__Required task 1__
In the FPGA convnet passage, rewrite the part that opens with the words containing "In our paper, we" and closes with "flow along depth.", substituting "depth fusion" for "depth flattening".
__Required task 2__
Decide whether each statement agrees with the FPGA convnet passage. Answer yes or no, and quote the deciding words.
(a) VGG-Net suggested uniform 3X3 filters across all layers.
(b) General purpose processors fully exploit the parallelism of convnet networks.
(c) Traditional implementations of CNNs evaluate the network layer by layer.

__Source__
──────────────────────────────

From recognition to reasoning, convolution neural networks have attained impressive accuracies in a broad range of applications such as mobile robotics, natural language processing, information retrieval and speech recognition. . In 2014, VGG-Net,  a network which became very popular suggested some standards including uniform filters/kernels of size 3X3 across all layers as it could emulate the effect of larger receptive fields. This reinforced the notion that convolution neural networks have to be deep in order for the hierarchical representation of visual data to work.
General purpose processors are not able to fully exploit the inherent inter-output and intra-output parallelism of convnet networks, hence specialized hardware accelerators such as GPUs, FPGA and ASICs are gaining popularity. In fields like mobile robotics, which usually have stringent energy constraints, the reconfigurability and higher energy efficiency of FPGA based implementations has made them an attractive alternative.  
The major bottleneck while implementing huge networks on FPGA is meeting high memory throughput requirement of CNNs with limited on-chip memory. Traditional implementations of CNNs evaluate the network layer by layer and off-load data intermittently to a larger external memory which significantly decreases throughput because of limited data transfer bandwidth.
The computation pattern of CNNs is similar to iterative stencil loops (ISLs) , for which data dependencies span across multiple layers and iterations. Convnet layers are characterised by uniform spatial dependencies, domain narrowness and uniform inter-iteration dependencies. Works like  have adapted ISLs computation techniques  to pipeline the dataflow across different convnet layers. Since the spatial data flow across layers is dependent on very few data values, it is not required to wait for the entire intermediate output to be computed to start processing the next layer. This fact was exploited in Fused layer cnn  which restructured the computation to significantly reduce external memory access.
In our paper, we leverage upon the fact that the reverse is also true. That is, a particular input influences only a limited neighborhood of the intermediate output layers. So once these outputs are computed, that particular input can be discarded as shown in Fig(1). Using techniques like line buffer windowing and depth based concatenation, our 2.78X faster architecture improves upon . Specifically we make the following contributions:
We propose depth concatenation in both input data and filter weights, i.e. data values across depth are concatenated adjacent to each other so that they can be moved together across buffers. Since most of the computations along depth for each layer are independent and can occur concurrently, depth flattening minimises the lag due to serial data flow along depth.

──────────────────────────────

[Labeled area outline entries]

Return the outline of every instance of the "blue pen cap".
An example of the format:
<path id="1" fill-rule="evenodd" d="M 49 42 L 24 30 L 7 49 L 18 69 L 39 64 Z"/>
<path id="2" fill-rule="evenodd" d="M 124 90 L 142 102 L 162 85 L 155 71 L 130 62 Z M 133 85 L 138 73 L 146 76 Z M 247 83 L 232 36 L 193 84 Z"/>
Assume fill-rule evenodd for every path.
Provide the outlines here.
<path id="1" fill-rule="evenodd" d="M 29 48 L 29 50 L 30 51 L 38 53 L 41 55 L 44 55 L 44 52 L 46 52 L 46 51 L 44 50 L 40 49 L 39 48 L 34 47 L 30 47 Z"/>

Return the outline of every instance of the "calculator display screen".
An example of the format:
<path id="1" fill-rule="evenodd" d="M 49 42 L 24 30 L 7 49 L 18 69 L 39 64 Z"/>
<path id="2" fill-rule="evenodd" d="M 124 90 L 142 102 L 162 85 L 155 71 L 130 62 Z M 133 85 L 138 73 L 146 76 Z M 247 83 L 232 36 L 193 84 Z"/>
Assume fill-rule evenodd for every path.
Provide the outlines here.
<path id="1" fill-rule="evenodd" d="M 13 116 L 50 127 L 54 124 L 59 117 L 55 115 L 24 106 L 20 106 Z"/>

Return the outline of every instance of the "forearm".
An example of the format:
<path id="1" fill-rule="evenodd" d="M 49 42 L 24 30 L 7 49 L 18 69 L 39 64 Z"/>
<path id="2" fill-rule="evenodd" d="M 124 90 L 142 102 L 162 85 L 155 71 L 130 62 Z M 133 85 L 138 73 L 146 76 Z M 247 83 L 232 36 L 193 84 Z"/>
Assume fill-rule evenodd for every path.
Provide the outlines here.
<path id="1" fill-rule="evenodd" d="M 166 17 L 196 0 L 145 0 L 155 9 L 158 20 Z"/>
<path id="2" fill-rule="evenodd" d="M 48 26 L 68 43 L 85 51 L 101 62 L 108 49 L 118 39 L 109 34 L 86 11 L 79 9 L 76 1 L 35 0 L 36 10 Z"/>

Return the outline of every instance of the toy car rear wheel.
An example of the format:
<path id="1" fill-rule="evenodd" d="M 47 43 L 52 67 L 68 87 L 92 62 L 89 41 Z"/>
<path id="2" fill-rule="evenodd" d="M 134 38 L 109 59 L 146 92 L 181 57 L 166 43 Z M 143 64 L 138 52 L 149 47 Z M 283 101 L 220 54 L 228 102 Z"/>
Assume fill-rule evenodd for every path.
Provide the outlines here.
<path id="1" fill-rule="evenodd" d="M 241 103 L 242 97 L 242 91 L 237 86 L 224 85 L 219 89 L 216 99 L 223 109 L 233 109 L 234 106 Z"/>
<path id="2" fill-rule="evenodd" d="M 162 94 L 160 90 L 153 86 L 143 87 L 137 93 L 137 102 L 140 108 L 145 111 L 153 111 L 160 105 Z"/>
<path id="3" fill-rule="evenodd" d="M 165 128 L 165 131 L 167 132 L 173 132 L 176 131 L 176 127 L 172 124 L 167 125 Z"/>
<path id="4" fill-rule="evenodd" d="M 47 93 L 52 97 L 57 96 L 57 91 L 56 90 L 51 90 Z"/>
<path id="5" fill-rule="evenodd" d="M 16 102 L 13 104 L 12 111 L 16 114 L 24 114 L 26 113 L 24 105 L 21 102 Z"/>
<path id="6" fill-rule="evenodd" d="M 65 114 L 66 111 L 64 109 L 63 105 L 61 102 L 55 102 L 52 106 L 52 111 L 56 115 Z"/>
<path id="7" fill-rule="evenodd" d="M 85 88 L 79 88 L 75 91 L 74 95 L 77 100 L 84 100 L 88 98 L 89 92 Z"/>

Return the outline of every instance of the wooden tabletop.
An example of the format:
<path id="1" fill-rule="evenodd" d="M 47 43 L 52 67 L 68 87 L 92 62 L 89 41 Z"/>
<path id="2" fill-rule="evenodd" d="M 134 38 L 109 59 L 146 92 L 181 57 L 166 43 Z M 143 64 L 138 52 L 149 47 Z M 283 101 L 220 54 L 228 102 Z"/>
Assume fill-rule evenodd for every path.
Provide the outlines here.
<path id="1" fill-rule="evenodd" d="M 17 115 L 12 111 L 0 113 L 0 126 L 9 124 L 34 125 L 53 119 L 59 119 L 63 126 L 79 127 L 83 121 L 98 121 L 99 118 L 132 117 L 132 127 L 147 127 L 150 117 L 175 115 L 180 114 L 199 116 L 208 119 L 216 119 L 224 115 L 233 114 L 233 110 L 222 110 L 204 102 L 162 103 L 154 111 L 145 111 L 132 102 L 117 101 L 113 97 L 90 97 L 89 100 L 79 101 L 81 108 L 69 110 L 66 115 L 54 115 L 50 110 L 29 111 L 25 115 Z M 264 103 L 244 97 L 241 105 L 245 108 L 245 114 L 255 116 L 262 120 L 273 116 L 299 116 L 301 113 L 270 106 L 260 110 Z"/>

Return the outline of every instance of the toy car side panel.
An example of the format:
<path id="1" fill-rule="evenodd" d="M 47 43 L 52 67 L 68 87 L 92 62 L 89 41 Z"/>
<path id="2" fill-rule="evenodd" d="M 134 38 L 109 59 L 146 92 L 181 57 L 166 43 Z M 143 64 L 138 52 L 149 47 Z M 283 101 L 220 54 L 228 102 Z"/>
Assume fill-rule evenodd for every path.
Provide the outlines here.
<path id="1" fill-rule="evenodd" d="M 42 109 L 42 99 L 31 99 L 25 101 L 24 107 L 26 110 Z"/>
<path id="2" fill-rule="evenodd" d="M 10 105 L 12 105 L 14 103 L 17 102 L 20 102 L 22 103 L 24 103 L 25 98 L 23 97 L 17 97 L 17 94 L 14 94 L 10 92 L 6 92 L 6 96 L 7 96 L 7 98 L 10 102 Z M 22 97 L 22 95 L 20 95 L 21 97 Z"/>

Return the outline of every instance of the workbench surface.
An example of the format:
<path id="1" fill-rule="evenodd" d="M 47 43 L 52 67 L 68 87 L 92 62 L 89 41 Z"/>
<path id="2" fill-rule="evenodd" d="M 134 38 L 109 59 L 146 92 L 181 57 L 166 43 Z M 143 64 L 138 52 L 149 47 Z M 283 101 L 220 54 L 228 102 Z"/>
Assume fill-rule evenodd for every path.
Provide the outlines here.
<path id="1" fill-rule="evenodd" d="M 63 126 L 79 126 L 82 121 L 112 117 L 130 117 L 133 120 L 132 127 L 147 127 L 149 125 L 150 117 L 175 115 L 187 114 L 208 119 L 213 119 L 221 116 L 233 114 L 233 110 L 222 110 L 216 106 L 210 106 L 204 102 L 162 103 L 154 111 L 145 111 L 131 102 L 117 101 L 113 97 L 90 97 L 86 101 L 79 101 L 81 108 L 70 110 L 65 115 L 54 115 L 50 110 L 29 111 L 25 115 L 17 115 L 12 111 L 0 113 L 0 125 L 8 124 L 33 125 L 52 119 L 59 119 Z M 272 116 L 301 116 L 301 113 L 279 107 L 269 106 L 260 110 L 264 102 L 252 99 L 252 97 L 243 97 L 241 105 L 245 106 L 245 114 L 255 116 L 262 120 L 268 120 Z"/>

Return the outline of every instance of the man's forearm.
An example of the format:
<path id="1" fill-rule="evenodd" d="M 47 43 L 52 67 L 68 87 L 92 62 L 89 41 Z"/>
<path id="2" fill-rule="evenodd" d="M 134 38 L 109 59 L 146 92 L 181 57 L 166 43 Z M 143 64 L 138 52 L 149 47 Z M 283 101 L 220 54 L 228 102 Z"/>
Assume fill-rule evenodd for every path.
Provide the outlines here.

──────────────────────────────

__Full answer 1__
In our paper, we leverage upon the fact that the reverse is also true. That is, a particular input influences only a limited neighborhood of the intermediate output layers. So once these outputs are computed, that particular input can be discarded as shown in Fig(1). Using techniques like line buffer windowing and depth based concatenation, our 2.78X faster architecture improves upon . Specifically we make the following contributions:
We propose depth concatenation in both input data and filter weights, i.e. data values across depth are concatenated adjacent to each other so that they can be moved together across buffers. Since most of the computations along depth for each layer are independent and can occur concurrently, depth fusion minimises the lag due to serial data flow along depth.

__Full answer 2__
(a) Yes: "uniform filters/kernels of size 3X3 across all layers"
(b) No: "General purpose processors are not able to fully exploit the inherent inter-output and intra-output parallelism of convnet networks"
(c) Yes: "Traditional implementations of CNNs evaluate the network layer by layer"